▸ Brief
Count the lines in the records below that contain the word "lizard" and reply with only that number.

** begin Data supplied **

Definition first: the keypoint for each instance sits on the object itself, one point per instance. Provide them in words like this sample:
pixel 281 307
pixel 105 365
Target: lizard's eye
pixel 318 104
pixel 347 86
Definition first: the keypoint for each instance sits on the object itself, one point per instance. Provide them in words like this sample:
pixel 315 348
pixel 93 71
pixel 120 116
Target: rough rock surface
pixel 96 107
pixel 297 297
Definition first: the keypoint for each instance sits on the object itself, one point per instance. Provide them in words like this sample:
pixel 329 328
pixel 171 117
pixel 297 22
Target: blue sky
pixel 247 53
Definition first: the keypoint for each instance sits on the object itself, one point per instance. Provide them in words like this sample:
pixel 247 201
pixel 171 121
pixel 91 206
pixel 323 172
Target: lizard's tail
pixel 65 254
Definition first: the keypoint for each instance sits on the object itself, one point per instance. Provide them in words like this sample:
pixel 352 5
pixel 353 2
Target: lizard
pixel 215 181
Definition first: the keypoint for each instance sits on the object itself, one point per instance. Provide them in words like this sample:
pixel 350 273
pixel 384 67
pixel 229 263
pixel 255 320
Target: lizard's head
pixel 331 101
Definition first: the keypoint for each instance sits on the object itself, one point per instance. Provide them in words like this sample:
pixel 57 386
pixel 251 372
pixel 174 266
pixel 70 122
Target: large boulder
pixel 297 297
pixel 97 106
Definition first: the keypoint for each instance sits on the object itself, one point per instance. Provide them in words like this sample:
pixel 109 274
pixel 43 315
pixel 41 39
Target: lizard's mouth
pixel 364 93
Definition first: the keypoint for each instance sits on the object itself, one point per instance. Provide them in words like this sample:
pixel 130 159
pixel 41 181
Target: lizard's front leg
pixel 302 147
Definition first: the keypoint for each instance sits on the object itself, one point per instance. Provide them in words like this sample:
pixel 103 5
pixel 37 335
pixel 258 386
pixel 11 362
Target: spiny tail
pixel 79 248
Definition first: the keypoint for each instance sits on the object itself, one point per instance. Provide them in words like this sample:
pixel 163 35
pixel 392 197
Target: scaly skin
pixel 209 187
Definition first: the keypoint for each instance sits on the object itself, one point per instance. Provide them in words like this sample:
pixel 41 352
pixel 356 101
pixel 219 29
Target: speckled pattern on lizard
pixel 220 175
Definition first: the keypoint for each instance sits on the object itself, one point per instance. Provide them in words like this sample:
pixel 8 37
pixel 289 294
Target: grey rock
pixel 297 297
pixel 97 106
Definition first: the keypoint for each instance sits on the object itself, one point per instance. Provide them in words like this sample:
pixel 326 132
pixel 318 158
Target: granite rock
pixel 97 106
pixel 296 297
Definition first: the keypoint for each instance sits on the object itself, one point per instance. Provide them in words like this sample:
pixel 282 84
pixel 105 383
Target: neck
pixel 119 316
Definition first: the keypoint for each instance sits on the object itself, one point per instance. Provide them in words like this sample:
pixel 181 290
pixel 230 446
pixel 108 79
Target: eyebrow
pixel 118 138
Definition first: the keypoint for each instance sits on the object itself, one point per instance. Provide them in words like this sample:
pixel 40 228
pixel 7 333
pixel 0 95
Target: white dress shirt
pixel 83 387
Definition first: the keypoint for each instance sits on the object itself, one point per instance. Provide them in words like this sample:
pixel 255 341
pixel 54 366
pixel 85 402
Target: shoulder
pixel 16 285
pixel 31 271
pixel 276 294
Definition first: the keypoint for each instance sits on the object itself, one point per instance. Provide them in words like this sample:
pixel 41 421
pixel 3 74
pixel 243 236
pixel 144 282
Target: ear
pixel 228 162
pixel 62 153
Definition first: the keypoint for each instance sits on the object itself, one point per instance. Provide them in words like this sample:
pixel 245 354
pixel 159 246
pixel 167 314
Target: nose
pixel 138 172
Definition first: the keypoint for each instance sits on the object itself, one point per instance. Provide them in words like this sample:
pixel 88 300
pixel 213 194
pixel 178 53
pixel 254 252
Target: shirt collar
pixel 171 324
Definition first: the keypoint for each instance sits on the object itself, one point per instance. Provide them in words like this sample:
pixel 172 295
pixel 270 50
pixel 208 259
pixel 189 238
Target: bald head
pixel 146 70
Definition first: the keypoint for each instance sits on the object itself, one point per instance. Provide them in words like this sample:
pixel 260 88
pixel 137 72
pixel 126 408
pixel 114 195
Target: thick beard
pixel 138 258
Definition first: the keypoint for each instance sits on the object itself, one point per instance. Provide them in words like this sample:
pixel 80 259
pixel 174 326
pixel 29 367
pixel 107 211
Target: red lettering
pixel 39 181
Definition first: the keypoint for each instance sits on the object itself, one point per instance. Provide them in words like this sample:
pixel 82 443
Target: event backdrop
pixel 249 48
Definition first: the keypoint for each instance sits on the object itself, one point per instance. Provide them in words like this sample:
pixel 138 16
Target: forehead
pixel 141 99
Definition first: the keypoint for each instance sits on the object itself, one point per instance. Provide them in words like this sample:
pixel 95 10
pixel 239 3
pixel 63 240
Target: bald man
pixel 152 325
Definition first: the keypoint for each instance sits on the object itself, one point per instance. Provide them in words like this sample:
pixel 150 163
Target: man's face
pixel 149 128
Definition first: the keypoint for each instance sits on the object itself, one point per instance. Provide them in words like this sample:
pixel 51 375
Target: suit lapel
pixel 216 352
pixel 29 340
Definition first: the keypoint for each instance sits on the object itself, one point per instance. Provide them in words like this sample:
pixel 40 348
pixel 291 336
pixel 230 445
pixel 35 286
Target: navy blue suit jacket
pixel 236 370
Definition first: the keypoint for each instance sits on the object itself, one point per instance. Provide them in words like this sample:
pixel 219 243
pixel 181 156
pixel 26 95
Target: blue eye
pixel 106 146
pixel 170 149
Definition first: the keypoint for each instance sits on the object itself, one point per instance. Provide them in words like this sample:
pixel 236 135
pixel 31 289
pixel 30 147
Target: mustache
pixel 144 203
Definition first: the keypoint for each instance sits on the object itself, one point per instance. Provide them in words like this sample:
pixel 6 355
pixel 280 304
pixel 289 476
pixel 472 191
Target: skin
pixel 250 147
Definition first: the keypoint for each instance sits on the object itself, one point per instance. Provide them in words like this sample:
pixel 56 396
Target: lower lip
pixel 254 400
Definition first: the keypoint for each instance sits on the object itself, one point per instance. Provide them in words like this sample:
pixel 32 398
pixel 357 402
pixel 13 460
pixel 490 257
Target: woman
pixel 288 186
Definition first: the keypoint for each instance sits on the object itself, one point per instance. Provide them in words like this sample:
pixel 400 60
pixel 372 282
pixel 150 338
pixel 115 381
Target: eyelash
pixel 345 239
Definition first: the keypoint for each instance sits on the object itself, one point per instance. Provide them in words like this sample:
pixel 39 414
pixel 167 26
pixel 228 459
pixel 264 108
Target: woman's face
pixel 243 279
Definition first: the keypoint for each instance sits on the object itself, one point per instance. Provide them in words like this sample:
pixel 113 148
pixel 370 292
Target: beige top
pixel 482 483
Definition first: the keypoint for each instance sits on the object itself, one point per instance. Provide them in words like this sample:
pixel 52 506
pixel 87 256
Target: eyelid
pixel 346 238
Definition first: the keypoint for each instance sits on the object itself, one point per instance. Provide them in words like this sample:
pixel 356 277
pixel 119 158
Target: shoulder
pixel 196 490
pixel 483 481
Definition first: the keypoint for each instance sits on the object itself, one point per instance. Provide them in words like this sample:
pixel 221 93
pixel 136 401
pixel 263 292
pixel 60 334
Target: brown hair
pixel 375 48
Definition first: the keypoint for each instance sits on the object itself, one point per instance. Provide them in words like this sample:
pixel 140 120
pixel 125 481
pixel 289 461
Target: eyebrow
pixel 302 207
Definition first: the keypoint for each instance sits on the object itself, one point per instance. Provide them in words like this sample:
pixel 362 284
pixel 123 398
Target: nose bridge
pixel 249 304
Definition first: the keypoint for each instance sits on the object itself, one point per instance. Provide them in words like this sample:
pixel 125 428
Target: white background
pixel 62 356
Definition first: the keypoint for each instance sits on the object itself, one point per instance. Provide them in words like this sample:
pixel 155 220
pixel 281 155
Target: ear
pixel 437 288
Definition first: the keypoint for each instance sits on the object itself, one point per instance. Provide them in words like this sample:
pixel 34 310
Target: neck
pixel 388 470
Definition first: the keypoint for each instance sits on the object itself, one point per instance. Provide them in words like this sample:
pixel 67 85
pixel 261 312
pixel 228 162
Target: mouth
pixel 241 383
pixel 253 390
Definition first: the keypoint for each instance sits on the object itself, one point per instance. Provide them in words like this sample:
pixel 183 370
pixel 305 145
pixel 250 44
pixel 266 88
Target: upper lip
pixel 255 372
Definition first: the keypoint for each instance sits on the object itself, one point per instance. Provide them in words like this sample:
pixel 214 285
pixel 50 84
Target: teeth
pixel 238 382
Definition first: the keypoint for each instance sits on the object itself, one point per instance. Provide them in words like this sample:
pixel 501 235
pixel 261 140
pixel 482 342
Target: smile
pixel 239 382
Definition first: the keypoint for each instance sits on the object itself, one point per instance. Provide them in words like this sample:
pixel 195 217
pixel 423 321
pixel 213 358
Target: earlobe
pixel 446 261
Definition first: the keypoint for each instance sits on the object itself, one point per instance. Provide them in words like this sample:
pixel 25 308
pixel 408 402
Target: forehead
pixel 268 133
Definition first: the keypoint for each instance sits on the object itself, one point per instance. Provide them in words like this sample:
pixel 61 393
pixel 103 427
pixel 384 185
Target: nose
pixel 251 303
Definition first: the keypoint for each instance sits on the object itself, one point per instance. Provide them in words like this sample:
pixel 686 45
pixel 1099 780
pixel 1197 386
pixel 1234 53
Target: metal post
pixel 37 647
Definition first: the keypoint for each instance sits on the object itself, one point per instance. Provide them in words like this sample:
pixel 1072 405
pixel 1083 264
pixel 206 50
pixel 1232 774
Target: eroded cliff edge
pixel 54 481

** end Data supplied **

▸ Finished answer
7